- **WHAT THE TASK REQUIRES**: Images are to be excluded from the copy, and the records below reproduced word for word.

----------

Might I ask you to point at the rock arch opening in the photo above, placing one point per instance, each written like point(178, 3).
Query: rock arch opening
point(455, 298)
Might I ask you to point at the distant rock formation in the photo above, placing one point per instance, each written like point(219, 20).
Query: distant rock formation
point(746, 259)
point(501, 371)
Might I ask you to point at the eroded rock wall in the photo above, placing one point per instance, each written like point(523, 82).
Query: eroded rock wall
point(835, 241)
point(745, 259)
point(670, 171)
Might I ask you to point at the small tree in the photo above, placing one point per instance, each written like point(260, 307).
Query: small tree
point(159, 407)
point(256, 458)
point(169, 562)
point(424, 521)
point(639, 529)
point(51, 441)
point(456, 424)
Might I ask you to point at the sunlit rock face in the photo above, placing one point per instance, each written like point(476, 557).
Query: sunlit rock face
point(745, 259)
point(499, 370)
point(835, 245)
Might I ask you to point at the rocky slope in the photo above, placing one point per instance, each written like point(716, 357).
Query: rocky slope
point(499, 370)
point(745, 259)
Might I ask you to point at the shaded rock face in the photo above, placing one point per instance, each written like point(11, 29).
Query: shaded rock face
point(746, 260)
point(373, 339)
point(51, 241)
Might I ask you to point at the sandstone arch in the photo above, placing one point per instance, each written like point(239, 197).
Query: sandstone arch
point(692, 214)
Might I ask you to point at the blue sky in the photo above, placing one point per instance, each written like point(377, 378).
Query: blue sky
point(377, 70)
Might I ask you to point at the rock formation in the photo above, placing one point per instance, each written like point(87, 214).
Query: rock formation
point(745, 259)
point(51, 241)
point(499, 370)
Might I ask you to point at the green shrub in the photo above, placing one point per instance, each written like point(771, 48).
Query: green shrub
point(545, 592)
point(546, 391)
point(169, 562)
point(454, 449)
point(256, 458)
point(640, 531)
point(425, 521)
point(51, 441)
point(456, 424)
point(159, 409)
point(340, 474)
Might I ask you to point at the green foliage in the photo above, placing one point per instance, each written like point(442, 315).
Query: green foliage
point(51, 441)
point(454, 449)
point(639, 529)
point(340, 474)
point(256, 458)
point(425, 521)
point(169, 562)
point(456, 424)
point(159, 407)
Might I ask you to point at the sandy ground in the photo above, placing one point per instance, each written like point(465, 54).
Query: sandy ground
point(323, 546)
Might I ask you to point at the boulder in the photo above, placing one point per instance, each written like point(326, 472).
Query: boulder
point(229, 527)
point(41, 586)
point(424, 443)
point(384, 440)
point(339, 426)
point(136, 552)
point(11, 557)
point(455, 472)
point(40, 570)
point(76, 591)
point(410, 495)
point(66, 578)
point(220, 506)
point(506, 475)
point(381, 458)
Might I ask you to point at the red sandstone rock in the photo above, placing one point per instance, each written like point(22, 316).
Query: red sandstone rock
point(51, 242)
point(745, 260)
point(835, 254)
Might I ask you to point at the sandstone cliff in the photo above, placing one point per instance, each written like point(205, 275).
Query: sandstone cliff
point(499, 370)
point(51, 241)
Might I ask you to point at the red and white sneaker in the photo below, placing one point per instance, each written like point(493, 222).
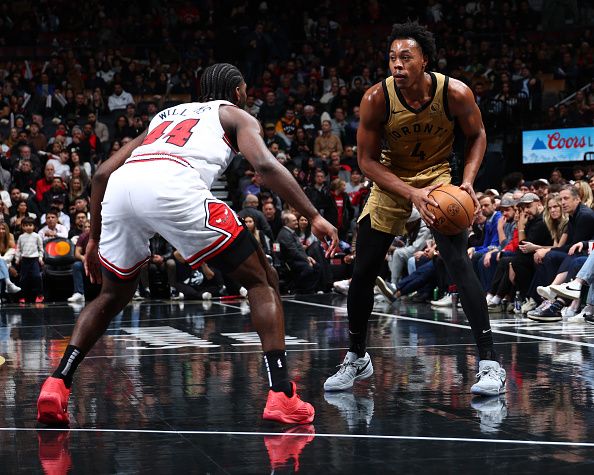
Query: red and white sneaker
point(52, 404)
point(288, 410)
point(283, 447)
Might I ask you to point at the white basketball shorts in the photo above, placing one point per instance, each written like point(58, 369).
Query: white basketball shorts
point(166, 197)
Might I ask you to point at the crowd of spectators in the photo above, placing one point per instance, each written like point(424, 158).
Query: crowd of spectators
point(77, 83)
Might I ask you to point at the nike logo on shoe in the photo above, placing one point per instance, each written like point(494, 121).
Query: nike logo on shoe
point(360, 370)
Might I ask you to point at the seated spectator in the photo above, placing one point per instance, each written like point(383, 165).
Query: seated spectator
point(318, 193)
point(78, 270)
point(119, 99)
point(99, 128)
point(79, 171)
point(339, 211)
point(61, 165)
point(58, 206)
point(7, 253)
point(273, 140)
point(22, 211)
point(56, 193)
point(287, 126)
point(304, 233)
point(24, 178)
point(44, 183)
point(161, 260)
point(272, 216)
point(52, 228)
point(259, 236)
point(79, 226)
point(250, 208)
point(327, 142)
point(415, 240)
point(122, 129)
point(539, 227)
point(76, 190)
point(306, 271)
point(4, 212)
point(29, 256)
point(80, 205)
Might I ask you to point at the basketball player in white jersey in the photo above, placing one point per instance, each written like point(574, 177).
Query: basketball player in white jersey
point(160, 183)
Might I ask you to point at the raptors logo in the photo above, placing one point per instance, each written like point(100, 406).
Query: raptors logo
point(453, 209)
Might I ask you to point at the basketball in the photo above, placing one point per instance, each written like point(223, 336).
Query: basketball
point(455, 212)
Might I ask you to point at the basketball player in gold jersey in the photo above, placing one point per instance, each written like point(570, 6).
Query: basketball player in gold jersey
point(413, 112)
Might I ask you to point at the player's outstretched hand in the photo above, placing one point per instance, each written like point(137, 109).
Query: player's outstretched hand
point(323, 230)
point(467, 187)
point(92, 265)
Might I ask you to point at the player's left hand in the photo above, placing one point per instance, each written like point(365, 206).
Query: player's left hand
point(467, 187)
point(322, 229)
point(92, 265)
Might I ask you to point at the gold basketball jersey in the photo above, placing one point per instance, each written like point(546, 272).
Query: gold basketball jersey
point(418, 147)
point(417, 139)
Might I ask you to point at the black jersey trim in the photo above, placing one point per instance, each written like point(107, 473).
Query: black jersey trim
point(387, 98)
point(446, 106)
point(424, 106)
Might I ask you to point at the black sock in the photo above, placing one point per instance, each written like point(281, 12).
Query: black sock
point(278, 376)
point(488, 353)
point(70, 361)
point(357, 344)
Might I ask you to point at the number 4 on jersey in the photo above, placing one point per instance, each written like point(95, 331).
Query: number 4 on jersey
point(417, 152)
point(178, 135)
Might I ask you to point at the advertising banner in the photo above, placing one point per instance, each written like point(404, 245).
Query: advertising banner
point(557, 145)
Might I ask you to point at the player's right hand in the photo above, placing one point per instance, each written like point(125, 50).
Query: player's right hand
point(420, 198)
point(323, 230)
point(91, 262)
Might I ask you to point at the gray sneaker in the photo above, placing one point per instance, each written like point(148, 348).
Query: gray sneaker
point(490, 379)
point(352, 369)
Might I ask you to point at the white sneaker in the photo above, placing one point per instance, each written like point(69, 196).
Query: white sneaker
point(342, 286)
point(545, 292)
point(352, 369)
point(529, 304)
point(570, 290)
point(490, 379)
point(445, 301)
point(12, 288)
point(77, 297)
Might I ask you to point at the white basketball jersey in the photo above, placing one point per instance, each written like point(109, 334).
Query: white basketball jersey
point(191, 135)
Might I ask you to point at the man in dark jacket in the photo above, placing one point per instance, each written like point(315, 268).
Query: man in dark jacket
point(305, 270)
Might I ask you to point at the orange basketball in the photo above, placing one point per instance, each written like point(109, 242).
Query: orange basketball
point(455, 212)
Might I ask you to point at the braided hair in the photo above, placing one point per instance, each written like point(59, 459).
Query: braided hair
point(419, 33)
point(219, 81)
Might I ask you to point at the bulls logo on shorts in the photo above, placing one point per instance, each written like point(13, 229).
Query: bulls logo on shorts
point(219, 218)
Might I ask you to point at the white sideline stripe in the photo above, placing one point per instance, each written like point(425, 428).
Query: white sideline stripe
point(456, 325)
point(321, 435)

----------

- **RESPONSE TO THE EXERCISE**:
Might I ask you to point at the rock arch opening in the photo above, placing one point per instance, each written like point(178, 3).
Query: rock arch opening
point(455, 298)
Might I ask you to point at the distant rock formation in the photo above, placing one point per instance, each written like point(219, 20).
Query: distant rock formation
point(746, 259)
point(501, 371)
Might I ask you to point at the eroded rock wall in the photo above, placing one point per instance, each written like point(523, 82).
Query: eroded rock wall
point(835, 241)
point(745, 259)
point(670, 171)
Might I ask you to point at the small tree in the photo above, placing one point per instance, each written like point(260, 307).
Query: small tree
point(159, 407)
point(256, 458)
point(169, 562)
point(424, 521)
point(639, 529)
point(51, 441)
point(456, 424)
Might I ask you to point at the sunlit rock face in the photo above, placing one point per instance, each written like point(476, 557).
Query: sunlit rock face
point(745, 259)
point(499, 370)
point(835, 245)
Might I ask you to point at the rocky slope in the photo above, placing one point per instance, each written like point(716, 357).
Query: rocky slope
point(499, 370)
point(745, 259)
Might I ask you to point at the shaded rock face in the photo above, placing one point per instance, each written like point(11, 29).
Query: shaded rock face
point(746, 260)
point(373, 339)
point(51, 241)
Might I ask you to point at the sandstone arch in the photo above, placing one point per instance, each written like point(239, 197).
Query: sandstone arch
point(692, 214)
Might I ask you to point at the blue sky in the photo above, placing one point per instance, each written like point(377, 378).
Query: blue sky
point(377, 70)
Might I ask you to point at the rock formation in the photo above, placing one point per instance, each written like point(87, 214).
Query: rock formation
point(745, 259)
point(51, 241)
point(499, 370)
Might I ask you to point at the green shrub in the photo above, placing one point per instance, each written like point(771, 48).
Query: green shrub
point(545, 592)
point(546, 391)
point(169, 562)
point(454, 449)
point(256, 458)
point(640, 531)
point(425, 521)
point(51, 441)
point(456, 424)
point(159, 409)
point(340, 474)
Might I ask you to point at the green foliage in the photo above, placing one point per instance, each written like point(442, 315).
Query: green foliage
point(51, 441)
point(454, 449)
point(639, 529)
point(340, 474)
point(256, 458)
point(425, 521)
point(169, 562)
point(456, 424)
point(159, 407)
Might I ask you to point at the sandy ground in the photo above, placing one point per instance, each written like point(465, 54).
Query: sandy ground
point(323, 546)
Might I ask you to point at the boulder in the photo above, placing one point per instance, each written like point(326, 472).
Query: boulder
point(229, 527)
point(41, 586)
point(424, 443)
point(384, 440)
point(339, 426)
point(136, 552)
point(11, 557)
point(455, 472)
point(40, 570)
point(76, 591)
point(410, 495)
point(66, 578)
point(220, 506)
point(506, 475)
point(381, 458)
Might I ask you to point at the red sandstone rock in the photo above, placing one point per instance, each written like point(22, 316).
Query: red sandstone rock
point(51, 242)
point(745, 260)
point(835, 254)
Might I ask you to point at the sandstone cliff in the photo above, placing one point per instance, each written like point(205, 275).
Query: sandstone cliff
point(499, 370)
point(51, 241)
Might I ask you to point at the red and white sneaker in the photo below, placing one point per instance, each written like point(493, 222).
Query: red and white sneaker
point(52, 404)
point(288, 410)
point(283, 447)
Might I ask you to point at the white basketball shorts in the photo above, placing one point per instance, each written like point(58, 369).
Query: white basketball shorts
point(166, 197)
Might I ask you to point at the crowd of spectators in the photo above, placing one point per instance, each written like point(424, 158).
Query: crowd of spectators
point(77, 83)
Might I ask you to point at the nike logo on shoe in the photo above, placing one point per instance, each written like point(494, 121).
Query: nike logo on shoe
point(360, 370)
Might I ask you to point at the seated spectator in the photo above, placing one point per instance, each written like point(383, 165).
Query: seated spectator
point(318, 193)
point(78, 270)
point(119, 99)
point(99, 128)
point(79, 171)
point(339, 211)
point(61, 165)
point(58, 206)
point(7, 253)
point(273, 140)
point(22, 211)
point(56, 193)
point(287, 126)
point(304, 233)
point(24, 178)
point(44, 183)
point(161, 260)
point(272, 216)
point(52, 228)
point(259, 236)
point(79, 226)
point(250, 208)
point(327, 142)
point(415, 240)
point(122, 129)
point(539, 227)
point(76, 190)
point(306, 271)
point(4, 212)
point(29, 256)
point(80, 205)
Might I ask you to point at the basketball player in white jersey in the photo above, placing one point per instance, each written like point(574, 177).
Query: basketball player in white jersey
point(160, 183)
Might I ask you to point at the raptors logo in the photo above, placing one point per instance, each written like point(100, 406).
Query: raptors logo
point(453, 209)
Might I ask you to point at the basketball in the photo above, placing one point per instance, each written like point(223, 336).
Query: basketball
point(455, 212)
Might I ask you to point at the basketball player in gold jersey in the photo above, placing one point per instance, each written like point(570, 6).
Query: basketball player in gold jersey
point(413, 112)
Might I ask you to point at the player's outstretched hand in the photo above, placing one point per instance, each written like point(137, 109).
Query: player's outstretched hand
point(323, 230)
point(467, 187)
point(92, 265)
Might I ask you to point at the player's left hand in the photo above, placing one point per instance, each written like point(365, 206).
Query: player's left hand
point(467, 187)
point(322, 229)
point(92, 265)
Might I ask you to point at the gold basketball jersey in the photo above, placing one point per instance, each written like point(546, 272).
Query: gold basketball jersey
point(418, 147)
point(417, 139)
Might I ask you to point at the black jersey trim in the photo above, placing one point per instance, each written like point(107, 473).
Query: black jersey trim
point(387, 98)
point(446, 106)
point(424, 106)
Might I ask you to point at the black sock in the photo above, placing one point per instance, each written like point(281, 12).
Query: black sock
point(278, 376)
point(488, 353)
point(70, 361)
point(357, 344)
Might I ask you to point at the number 4 on jersey in the photo above, placing one point per instance, each written like point(95, 331).
Query: number 4 on jersey
point(417, 152)
point(178, 135)
Might I ask you to point at the advertising banner in the photo above, placing one point per instance, each written like point(404, 245).
Query: advertising banner
point(557, 145)
Might I ask you to point at the player's right hand in the photo above, placing one point per instance, each written like point(125, 50).
Query: player's right hand
point(420, 198)
point(323, 230)
point(91, 262)
Might I ask you to point at the gray sneaker in the photo above, placing one point per instance, each written like point(148, 348).
Query: gray sneaker
point(490, 379)
point(352, 369)
Might I ask you to point at the white sneaker in the photo above, placing one point per instance, each written like point(69, 196).
Query: white sneaker
point(342, 286)
point(545, 292)
point(352, 369)
point(529, 304)
point(570, 290)
point(490, 379)
point(445, 301)
point(12, 288)
point(77, 297)
Might I ask you to point at the white basketball jersey in the photo above, placing one point per instance, each written like point(109, 334).
Query: white basketball jersey
point(191, 135)
Might I ask you to point at the man in dark jacket in the photo above, placing one point per instance, each written like point(315, 268).
Query: man in dark jacket
point(305, 270)
Might I ask you to point at the orange basketball in the photo above, placing one point per instance, each written like point(109, 242).
Query: orange basketball
point(455, 212)
Might I ask you to point at the braided hair in the photo above, placing one point per instance, each written like point(59, 459).
Query: braided hair
point(419, 33)
point(219, 81)
Might I ask you to point at the bulls logo on shorts in the photo above, placing one point per instance, each written like point(13, 229).
Query: bulls logo on shorts
point(219, 218)
Might I ask you to point at the white sideline stripe in the photo above, placing one point per instance, each written like point(425, 428).
Query: white sideline stripe
point(456, 325)
point(321, 435)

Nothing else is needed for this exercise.